▶ SOURCE EXTRACT
Reduce cyclomatic complexity

I'm writing an NMEAParser library. As its name suggests, it parses NMEA sentences. Nothing crazy.
Its entry point is a function that accepts an NMEA string as its only parameter and looks at its beginning to pass it to the right decoder. Here is the function:
bool NMEAParser::dispatch(const char *str) {
if (!str[0]) {
return false;
}
//check NMEA string type
if (str[0] == '$') {
//PLSR245X
if (str[1] == 'P' && str[2] == 'L' && str[3] == 'S' && str[4] == 'R' && str[5] == ',' && str[6] == '2' && str[7] == '4' && str[8] == '5' && str[9] == ',') {
if (str[10] == '1')
return parsePLSR2451(str);
if (str[10] == '2')
return parsePLSR2452(str);
if (str[10] == '7')

▶ DATA EXCERPT

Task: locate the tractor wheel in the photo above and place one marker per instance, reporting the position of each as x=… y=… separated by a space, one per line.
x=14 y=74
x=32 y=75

▶ YOUR TASKS
1/ In the post about the NMEA parser, what single parameter does the entry-point function accept?
2/ Summarize the NMEA parser post in two sentences.
3/ Carry the NMEA parser post forward from the point where it ends.
The listing above is not needed for this work.

▶ WRITTEN ANSWERS
1/ It accepts an NMEA string.

2/ The writer is building an NMEAParser library that parses NMEA sentences. Its entry point is a function that takes an NMEA string as its only parameter and checks the beginning of the string to pass it to the right decoder.

3/
return parsePLSR2457(str);
} else if (str[1] == 'G' && str[2] == 'P') {
//GPGGA
if (str[3] == 'G' && str[4] == 'G' && str[5] == 'A')
return parseGPGGA(str);
//GPGSA
else if (str[3] == 'G' && str[4] == 'S' && str[5] == 'A')
return parseGPGSA(str);
//GPGSV
else if (str[3] == 'G' && str[4] == 'S' && str[5] == 'V')
return parseGPGSV(str);
//GPRMC
else if (str[3] == 'R' && str[4] == 'M' && str[5] == 'C')
return parseGPRMC(str);
//GPVTG
else if (str[3] == 'V' && str[4] == 'T' && str[5] == 'G')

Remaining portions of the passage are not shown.